#### Given request
Please answer these from the transputer thread below:
(a) Which company explored the idea in the Xcore?
(b) How many logical threads for normal tasks does each Xcore core support?
(c) What burdened the Transputer, according to the thread?

═══ Passage given

[Date Prev][Date Next][Thread Prev][Thread Next][Date Index][Thread Index]

Re: Transistor count




24. nov. 2020 kl. 23:29 skrev Roger Shepherd <rog@xxxxxxxx>:

This is an interesting point. It is certainly true that it was difficult to use the transputer with a different process model. Xmos explored this in the Xcore which supported hardware processes but had a more primitive mechanism making it possible to build a variety of models on top.  I think there is scope for exploring this area further. The ability to switch contexts very cheaply changes a lot of things. Remember, the transputer could schedule a threat faster than it could multiply.

Yes, Xcore supports «hardware processes» (8 logical threads for «normal» tasks on each core, like on tile[0].core[5]). Plus hardware timers and hardware chanends. However, these are shared in rather mysterious ways, controlled to some extent by them being/having the property of combinable or distributable. An extra task does not necessarily cost and extra HW logical thread, and extra timer does not necessarily cost a HW timer and an extra channel or interface does not necessarily cost an extra chanend. They analyse state and disjointness, alias and sharing and what do I know. At the end of the day it’s quite pleasant to work with.

but had a more primitive mechanism making it possible to build a variety of models on top.

But.. what do you mean by this? Isn’t it more complex at the bottom but for me as a user, it’s simpler? Or have I sat here for too long, rotating in my own thoughts? I need some update.

Øyvind


24. nov. 2020 kl. 23:29 skrev Roger Shepherd <rog@xxxxxxxx>:



On 24 Nov 2020, at 03:47, Ruth Ivimey-Cook <ruth@xxxxxxxxxx> wrote:

On 24/11/2020 00:19, Larry Dickson wrote:

The final element of the mix would be to engineer the system such that software virtualisation of links was standard -- as was true on the transputer -- so code could think just about performing communication, not about which physical layer was involved, and also a way for the link engine to raise an exception (e.g. sw interrupt) to the processor if it cannot complete the communication 'instantly', thus potentially requiring a thread to suspend or behind  released.

I don't know, but from what I have seen so far I don't think it is worth the complexity and constraint of putting supprot for interleaved threads into the processor hardware, as the Ts did, but do feel it is valuable for the hardware to provide appropriate hooks for a light threaded kernel to do the job efficiently.

I am not following you here. Where did this weigh heavily? It never seemed much of a burden to me - much less than the burden of supporting a kernel. Basically it's interrupts (done way more cleanly than other processors), a few words of process support, and rare, simply implemented time-slicing. You cannot escape interrupts, and any kernel I ever heard of is far more onerous than this (and has horrible effects on the code design, by separating kernel from user code). What burdened the Transputer was the standard correctness checks, but if you want correct code . . . And even those could be streamlined.

══════
═══ Source material

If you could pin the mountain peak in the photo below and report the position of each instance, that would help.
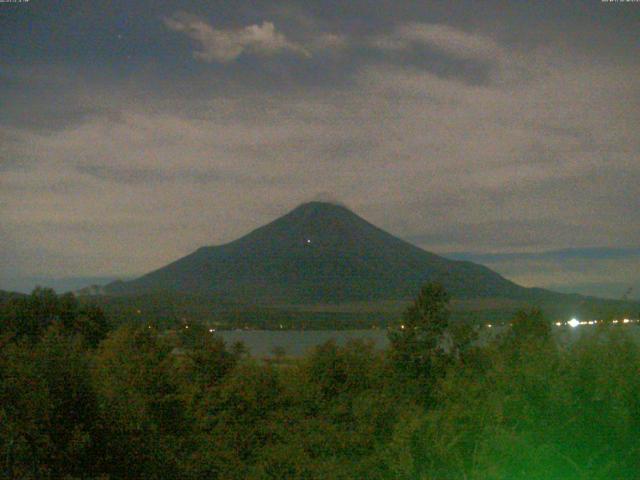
(320, 252)
(316, 207)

══════

#### Exercise answer
(a) Xmos
(b) 8
(c) The standard correctness checks